### Excerpt

Between 1929 and 1939, Berenice Abbott produced an extraordinary portrait of New York City in a series of over one thousand photographs of its buildings, bridges, and streets. Acclaimed by social critics, fellow photographers, and civic boosters alike, her photographs were immediately resonant in the 1930s, when the severe economic depression threatened the social integrity of New York City and compounded existing uncertainties about the nature and future of the modern metropolis. Despite Abbott's continued fame throughout the subsequent decades, no study in photo history, art history, or urban studies has dealt with this body of photographs with regard to this extraordinary cultural context.

Raw records

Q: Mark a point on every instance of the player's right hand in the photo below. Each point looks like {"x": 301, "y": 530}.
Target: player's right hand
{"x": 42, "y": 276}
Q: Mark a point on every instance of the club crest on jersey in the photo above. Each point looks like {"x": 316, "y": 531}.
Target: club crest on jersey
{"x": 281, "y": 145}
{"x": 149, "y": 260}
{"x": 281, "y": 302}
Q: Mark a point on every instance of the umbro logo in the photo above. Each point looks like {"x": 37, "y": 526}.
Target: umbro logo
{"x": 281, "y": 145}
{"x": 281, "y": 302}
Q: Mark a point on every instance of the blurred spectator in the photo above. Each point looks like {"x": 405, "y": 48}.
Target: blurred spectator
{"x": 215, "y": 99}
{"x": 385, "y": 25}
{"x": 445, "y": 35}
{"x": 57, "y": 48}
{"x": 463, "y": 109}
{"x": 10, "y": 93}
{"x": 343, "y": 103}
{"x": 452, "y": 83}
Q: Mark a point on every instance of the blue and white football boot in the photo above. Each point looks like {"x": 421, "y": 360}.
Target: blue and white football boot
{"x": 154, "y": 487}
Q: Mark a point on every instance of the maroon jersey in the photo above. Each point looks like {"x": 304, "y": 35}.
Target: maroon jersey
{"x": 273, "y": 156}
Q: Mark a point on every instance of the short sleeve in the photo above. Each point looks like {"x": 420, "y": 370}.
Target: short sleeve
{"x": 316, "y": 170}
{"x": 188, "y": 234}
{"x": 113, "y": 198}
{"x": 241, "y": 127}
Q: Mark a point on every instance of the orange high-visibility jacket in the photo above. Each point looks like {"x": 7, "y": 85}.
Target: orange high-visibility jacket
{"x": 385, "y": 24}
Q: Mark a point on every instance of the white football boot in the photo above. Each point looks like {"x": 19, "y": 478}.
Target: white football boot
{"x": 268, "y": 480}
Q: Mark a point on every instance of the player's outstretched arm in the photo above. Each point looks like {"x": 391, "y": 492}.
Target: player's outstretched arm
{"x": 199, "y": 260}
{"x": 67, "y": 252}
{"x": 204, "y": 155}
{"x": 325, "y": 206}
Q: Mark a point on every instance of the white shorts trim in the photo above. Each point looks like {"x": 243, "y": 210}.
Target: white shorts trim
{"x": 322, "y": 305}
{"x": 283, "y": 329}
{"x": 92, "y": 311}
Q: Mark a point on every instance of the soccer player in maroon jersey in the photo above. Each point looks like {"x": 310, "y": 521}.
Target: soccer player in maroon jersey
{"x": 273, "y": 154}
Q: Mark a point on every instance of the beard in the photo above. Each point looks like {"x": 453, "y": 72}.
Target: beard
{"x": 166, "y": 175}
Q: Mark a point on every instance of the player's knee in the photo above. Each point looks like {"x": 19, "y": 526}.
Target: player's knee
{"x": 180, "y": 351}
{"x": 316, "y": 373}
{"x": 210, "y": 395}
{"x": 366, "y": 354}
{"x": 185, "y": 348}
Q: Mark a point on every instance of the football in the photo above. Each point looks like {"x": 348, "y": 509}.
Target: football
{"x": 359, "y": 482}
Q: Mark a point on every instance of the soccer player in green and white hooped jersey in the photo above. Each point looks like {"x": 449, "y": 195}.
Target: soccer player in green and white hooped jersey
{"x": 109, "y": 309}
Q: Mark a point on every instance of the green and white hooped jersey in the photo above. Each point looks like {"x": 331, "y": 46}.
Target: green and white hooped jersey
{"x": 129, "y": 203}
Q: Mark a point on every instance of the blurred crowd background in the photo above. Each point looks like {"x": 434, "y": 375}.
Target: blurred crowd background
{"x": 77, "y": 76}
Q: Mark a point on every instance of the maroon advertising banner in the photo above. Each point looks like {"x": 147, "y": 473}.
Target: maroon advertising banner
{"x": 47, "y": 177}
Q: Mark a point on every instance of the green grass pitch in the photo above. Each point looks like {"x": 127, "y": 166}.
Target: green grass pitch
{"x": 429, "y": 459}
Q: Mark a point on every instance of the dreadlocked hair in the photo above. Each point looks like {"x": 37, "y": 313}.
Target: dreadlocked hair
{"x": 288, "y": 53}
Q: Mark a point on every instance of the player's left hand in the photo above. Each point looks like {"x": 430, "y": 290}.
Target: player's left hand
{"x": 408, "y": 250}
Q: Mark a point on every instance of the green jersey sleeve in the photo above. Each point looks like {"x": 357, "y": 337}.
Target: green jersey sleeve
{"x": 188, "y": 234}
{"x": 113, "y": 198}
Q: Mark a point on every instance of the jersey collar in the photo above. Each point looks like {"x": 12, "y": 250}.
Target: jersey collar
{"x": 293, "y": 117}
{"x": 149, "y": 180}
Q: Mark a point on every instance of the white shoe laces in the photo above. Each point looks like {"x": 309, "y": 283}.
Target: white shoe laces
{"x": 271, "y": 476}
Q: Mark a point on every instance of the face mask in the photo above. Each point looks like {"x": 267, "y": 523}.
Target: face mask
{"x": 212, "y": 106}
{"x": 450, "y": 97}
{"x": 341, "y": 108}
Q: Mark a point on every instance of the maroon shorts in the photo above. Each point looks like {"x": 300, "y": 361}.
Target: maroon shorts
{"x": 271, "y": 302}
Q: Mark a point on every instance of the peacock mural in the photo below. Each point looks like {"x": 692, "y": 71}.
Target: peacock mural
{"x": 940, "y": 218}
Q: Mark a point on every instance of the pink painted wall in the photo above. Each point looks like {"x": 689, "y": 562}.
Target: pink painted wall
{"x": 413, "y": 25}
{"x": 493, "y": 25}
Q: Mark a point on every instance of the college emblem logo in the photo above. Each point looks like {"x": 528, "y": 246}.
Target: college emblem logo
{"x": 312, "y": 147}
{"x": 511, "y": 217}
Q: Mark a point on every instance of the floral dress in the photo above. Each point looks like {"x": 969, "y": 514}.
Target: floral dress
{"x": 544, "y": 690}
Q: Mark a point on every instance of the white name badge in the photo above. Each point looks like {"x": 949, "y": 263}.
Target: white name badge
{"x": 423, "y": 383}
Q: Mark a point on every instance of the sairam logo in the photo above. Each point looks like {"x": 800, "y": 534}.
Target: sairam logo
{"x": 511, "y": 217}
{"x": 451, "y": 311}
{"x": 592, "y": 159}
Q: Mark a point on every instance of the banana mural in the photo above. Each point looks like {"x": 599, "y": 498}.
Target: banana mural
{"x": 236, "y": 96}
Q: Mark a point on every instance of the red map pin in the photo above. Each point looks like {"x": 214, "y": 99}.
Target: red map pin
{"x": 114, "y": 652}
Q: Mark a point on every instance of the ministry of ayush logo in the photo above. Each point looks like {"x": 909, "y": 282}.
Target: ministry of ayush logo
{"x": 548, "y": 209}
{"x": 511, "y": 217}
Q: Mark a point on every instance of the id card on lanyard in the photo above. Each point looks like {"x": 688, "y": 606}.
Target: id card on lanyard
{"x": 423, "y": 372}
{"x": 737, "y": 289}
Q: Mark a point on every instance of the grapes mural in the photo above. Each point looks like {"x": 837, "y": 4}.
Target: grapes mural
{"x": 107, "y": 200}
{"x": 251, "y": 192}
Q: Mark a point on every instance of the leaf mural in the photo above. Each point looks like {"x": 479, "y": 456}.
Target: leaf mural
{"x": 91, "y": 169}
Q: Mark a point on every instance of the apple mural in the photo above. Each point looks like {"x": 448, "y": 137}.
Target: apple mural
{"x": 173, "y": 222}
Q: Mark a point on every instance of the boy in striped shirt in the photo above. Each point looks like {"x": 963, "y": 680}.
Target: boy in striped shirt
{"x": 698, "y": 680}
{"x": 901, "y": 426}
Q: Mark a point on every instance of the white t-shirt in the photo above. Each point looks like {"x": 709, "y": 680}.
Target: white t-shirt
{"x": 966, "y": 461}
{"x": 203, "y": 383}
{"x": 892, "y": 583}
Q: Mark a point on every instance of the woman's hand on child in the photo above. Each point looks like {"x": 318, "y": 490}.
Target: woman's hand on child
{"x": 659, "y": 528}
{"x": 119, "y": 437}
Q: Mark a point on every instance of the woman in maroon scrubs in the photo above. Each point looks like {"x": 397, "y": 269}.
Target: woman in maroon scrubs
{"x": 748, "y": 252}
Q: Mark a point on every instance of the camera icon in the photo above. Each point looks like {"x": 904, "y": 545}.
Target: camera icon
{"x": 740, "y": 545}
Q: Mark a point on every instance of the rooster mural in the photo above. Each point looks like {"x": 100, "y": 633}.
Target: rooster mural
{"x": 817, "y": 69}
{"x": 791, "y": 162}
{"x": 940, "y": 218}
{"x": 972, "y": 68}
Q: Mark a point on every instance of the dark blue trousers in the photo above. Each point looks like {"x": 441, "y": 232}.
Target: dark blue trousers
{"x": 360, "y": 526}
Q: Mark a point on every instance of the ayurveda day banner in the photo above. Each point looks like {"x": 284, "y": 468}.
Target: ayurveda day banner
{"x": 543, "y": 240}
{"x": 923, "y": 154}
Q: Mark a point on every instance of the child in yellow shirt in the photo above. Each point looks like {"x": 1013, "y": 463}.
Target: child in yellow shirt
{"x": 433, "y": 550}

### Task statement
Condense the paragraph of the excerpt on Berenice Abbott's New York photographs that begins "Between 1929 and 1939" into a short bulleted list, keeping its main facts.

### Exercise solution
- From 1929 to 1939, Berenice Abbott made over one thousand photographs of New York City's buildings, bridges, and streets, forming an extraordinary portrait of the city.
- Social critics, fellow photographers, and civic boosters all acclaimed the work.
- The photographs resonated immediately in the 1930s, when the severe economic depression threatened the city's social integrity and deepened uncertainties about the nature and future of the modern metropolis.
- Although Abbott stayed famous in later decades, no study in photo history, art history, or urban studies has examined these photographs in relation to that cultural context.